Problem requirements
Render the entries below as a two-column CSV with the headers instruction and points, one row per entry, putting each entry's text and its answer in a single quoted field apiece with any line breaks replaced by spaces. Cover every entry and leave the pictures out.

***** Provided records

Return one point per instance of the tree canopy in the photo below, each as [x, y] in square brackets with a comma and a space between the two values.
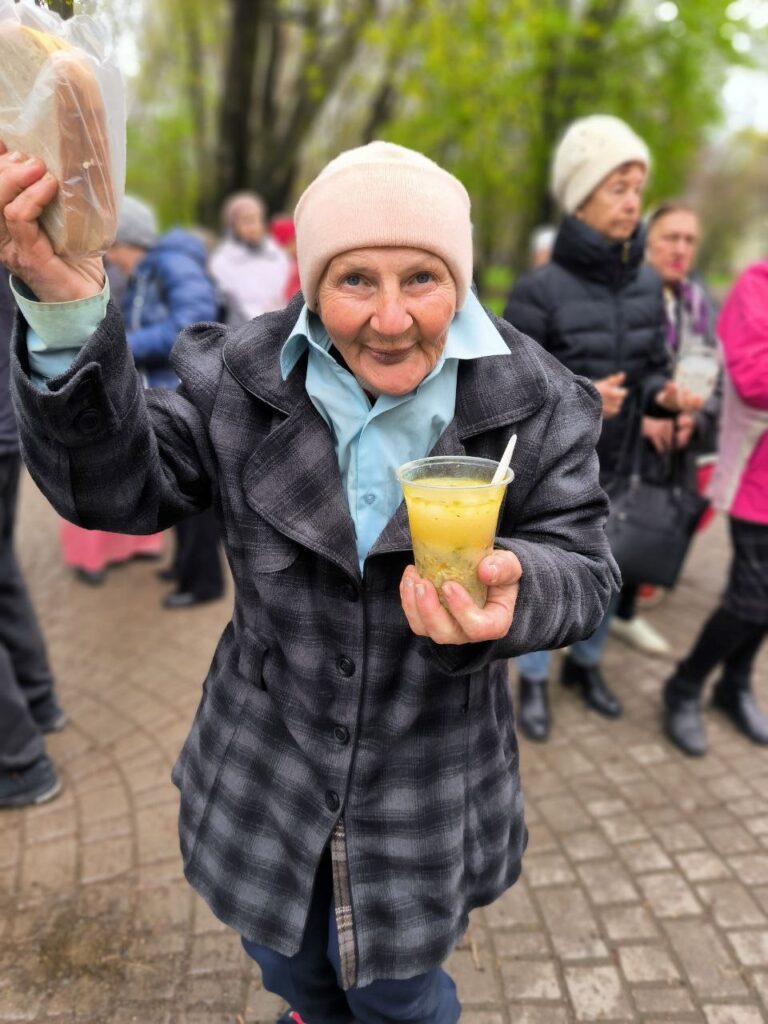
[240, 93]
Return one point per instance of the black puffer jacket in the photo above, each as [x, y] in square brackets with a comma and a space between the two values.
[599, 310]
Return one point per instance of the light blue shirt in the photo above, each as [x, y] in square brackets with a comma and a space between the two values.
[57, 330]
[371, 440]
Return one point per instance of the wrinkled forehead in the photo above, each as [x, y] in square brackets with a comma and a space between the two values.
[387, 258]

**********

Completed exercise
instruction,points
"Return one point per instance of the tree canopy in the photo below, each as [x, y] in square brackets with a comma and a space between the two values.","[240, 93]"
"Return one point per instance of the black puffer jacket in the photo above, each as [x, y] in square brackets with a comma and a space between the two values.","[599, 310]"
"Return one point per instance of the light blue shirt in the photo above, each as [x, y] in square brackets with a comma and a space between the two values.","[57, 330] [371, 440]"
"Return one point per instance of the wrinkled forehead in the photo above, each as [x, y] in square brackets with a comma and a space between the two values.","[387, 258]"